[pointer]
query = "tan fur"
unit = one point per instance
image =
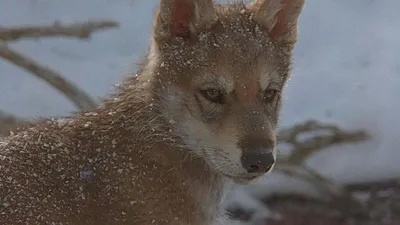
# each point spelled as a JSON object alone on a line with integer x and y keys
{"x": 156, "y": 152}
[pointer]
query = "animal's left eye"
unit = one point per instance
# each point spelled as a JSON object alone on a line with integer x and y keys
{"x": 269, "y": 95}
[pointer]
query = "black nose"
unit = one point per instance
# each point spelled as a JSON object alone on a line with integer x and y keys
{"x": 256, "y": 162}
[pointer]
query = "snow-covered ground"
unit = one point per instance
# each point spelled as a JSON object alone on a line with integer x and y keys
{"x": 347, "y": 71}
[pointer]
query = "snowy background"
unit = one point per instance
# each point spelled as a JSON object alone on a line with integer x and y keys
{"x": 346, "y": 71}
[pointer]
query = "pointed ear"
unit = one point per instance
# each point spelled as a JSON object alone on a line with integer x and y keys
{"x": 280, "y": 17}
{"x": 182, "y": 18}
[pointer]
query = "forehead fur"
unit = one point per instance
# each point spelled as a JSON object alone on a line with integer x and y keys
{"x": 235, "y": 42}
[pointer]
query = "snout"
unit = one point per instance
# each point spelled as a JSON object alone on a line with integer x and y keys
{"x": 257, "y": 155}
{"x": 258, "y": 162}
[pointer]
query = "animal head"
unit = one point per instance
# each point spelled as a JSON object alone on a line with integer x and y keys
{"x": 219, "y": 72}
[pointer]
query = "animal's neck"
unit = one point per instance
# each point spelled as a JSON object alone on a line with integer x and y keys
{"x": 132, "y": 122}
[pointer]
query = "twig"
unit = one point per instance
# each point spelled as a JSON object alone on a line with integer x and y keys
{"x": 77, "y": 96}
{"x": 323, "y": 136}
{"x": 75, "y": 30}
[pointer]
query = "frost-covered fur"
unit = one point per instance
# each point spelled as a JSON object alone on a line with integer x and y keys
{"x": 159, "y": 151}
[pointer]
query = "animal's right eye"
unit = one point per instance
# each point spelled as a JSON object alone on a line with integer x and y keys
{"x": 213, "y": 95}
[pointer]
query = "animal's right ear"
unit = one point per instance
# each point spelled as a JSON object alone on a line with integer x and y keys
{"x": 280, "y": 17}
{"x": 182, "y": 18}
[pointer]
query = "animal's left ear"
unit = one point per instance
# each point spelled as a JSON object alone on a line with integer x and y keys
{"x": 280, "y": 17}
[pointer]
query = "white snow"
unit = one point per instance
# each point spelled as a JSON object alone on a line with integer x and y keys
{"x": 347, "y": 71}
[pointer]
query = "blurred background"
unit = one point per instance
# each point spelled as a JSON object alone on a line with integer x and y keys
{"x": 339, "y": 154}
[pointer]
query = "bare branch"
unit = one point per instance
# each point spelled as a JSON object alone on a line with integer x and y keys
{"x": 320, "y": 136}
{"x": 75, "y": 30}
{"x": 73, "y": 93}
{"x": 323, "y": 136}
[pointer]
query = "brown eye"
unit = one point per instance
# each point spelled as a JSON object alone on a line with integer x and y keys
{"x": 269, "y": 95}
{"x": 213, "y": 95}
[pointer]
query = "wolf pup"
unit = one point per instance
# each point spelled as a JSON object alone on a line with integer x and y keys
{"x": 201, "y": 113}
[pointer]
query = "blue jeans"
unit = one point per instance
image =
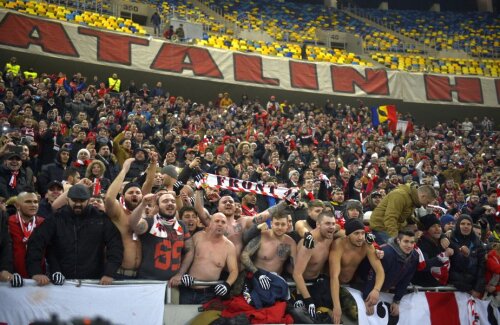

────────────────

What you have to do:
Pull out every line of the listing above that contains the word "background".

Written solution:
query = "snowy background"
query = "blurred background"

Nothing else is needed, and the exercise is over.